**WHAT YOU WILL DO**
State, as a single number, how many lines in the data below contain "shorts".

**THE DATA**
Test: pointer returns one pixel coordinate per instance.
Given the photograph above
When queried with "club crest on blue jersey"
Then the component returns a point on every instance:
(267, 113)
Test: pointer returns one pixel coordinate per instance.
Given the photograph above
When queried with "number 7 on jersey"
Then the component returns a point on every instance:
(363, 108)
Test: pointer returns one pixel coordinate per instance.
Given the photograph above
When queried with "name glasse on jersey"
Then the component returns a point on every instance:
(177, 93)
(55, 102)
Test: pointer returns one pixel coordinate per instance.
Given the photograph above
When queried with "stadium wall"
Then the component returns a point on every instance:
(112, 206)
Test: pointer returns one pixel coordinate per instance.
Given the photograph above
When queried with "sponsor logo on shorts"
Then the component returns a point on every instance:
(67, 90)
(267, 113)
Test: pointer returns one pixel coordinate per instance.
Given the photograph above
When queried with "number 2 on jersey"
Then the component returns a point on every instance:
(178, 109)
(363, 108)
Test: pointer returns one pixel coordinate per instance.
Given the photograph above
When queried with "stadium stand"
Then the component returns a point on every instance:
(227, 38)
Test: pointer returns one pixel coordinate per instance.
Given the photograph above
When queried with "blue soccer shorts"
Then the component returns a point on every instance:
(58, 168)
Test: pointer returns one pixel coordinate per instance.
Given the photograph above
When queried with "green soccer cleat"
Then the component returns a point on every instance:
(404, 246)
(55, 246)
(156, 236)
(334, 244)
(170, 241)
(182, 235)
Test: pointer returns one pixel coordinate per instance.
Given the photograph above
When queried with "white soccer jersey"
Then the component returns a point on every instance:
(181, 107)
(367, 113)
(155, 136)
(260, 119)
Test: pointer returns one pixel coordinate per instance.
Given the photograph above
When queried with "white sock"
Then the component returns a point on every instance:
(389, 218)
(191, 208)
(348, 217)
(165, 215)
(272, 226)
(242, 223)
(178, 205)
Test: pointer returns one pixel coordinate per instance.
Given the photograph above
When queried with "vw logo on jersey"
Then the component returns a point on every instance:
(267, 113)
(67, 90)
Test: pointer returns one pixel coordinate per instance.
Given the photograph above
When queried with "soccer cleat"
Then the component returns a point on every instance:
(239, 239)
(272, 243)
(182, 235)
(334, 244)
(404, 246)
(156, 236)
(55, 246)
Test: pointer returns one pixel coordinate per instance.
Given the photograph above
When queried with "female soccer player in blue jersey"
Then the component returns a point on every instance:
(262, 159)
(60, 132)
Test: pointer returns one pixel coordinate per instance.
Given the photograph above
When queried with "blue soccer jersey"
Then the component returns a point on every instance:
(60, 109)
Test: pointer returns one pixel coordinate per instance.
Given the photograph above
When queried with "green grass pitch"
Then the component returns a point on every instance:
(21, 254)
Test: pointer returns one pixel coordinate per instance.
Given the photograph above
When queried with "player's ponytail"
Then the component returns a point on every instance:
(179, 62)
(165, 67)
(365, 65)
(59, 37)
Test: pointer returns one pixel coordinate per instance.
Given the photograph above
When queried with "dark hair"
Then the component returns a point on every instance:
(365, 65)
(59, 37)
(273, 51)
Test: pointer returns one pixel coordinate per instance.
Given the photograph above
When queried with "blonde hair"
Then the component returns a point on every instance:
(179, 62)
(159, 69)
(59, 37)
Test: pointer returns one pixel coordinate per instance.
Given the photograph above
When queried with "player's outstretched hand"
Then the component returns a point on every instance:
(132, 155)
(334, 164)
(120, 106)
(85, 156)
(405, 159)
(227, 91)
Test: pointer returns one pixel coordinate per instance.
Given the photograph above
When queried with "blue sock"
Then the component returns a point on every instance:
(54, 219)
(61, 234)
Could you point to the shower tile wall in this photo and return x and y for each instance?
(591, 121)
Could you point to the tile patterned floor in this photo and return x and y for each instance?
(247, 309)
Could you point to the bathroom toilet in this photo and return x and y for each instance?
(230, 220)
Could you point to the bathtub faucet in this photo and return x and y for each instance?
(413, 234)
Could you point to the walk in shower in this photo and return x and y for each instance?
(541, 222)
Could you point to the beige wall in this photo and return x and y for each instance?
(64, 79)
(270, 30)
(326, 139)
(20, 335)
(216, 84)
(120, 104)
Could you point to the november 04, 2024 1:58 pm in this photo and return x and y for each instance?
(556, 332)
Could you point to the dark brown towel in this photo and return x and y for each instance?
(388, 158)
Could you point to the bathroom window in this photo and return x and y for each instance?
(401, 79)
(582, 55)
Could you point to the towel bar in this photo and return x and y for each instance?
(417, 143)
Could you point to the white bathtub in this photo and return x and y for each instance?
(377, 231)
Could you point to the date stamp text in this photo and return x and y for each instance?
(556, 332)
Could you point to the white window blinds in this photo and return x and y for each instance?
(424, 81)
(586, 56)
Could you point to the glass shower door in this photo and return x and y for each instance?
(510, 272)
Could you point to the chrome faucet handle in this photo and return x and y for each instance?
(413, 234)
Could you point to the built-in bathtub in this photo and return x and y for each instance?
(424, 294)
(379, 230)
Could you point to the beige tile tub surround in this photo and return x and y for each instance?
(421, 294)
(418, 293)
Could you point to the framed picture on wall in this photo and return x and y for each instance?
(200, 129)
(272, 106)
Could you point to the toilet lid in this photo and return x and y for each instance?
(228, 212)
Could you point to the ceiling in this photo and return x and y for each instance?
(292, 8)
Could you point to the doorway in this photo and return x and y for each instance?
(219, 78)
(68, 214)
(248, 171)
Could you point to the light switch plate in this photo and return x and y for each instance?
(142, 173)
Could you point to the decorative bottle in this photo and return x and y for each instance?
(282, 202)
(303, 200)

**TASK ANSWER**
2